Passage for review: Begin

“I will go to the wall and protect you. I will do that.” This is the promise former USA Today reporter Toni Locy made to her sources when she was ordered by a federal judge to give up the names of her confidential sources.
Her refusal to hand over the names resulted in a Locy being held in contempt of court and facing fines as high as $5,000 a day and possible jail time if she did not comply.
“It didn’t bother me when I was awake. I dreamed about it, the problems that it could have caused me financially and personally in terms of going to jail. When I was conscious I was fine because I knew what I was doing and I knew this was a fight that I was willing to make,” Locy said.
When Locy reported on the anthrax investigation into the attacks in 2001 that resulted in the deaths of five people and the sickening of 17 others, she viewed the stories as unremarkable, routine reports on the justice department, the beat she was assigned to cover.
In 2008, her work on these two unremarkable stories brought her into a federal lawsuit, which resulted in life-altering consequences that Locy would have to deal with for the next year and a half.

Passage for review: End
Provided data: Begin

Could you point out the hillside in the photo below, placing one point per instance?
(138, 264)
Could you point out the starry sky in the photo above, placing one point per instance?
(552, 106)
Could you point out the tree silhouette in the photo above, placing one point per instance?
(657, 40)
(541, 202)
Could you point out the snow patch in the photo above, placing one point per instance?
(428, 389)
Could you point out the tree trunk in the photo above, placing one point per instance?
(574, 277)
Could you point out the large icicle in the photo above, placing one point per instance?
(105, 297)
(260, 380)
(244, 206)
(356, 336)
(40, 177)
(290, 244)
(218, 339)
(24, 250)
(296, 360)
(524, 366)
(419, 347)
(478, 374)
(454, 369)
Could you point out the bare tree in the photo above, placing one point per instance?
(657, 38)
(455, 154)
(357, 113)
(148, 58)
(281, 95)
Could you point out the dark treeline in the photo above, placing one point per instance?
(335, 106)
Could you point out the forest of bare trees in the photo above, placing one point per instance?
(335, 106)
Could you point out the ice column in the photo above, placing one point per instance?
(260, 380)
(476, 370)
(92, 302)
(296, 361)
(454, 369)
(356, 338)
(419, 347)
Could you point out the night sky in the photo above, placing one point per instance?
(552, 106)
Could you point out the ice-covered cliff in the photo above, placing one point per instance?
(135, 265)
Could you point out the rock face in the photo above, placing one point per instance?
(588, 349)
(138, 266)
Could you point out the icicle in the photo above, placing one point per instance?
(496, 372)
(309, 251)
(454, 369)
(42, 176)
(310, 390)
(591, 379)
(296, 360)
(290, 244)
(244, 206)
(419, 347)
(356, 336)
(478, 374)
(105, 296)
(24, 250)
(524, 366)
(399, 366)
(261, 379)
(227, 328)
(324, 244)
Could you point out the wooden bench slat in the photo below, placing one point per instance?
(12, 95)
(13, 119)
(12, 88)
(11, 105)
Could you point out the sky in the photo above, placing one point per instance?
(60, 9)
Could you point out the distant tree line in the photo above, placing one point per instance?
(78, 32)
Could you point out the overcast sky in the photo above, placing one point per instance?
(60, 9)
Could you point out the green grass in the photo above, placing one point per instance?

Provided data: End

Task A -> Rewrite the paragraph in the passage about Toni Locy that begins "When Locy reported on the anthrax investigation" as a short list, keeping its main facts.
Task B -> List every consequence that the passage about Toni Locy says resulted from her refusal to hand over the names of her sources.
Task C ->
State whether each statement agrees with the passage about Toni Locy, answering yes or no and quoting the words that decide it.
(i) A federal judge ordered Locy to give up the names of her confidential sources.
(ii) The anthrax attacks resulted in the deaths of 17 people.
(iii) Locy said the possibility of going to jail bothered her while she was awake.

Answer section A ->
- Locy reported on the anthrax investigation into the 2001 attacks.
- The attacks killed five people and sickened 17 others.
- She saw the stories as unremarkable, routine reports on the justice department.
- The justice department was the beat she was assigned to cover.

Answer section B ->
- Being held in contempt of court
- Facing fines as high as $5,000 a day
- Possible jail time if she did not comply

Answer section C ->
(i) Yes: "she was ordered by a federal judge to give up the names of her confidential sources"
(ii) No: "resulted in the deaths of five people and the sickening of 17 others"
(iii) No: "It didn’t bother me when I was awake."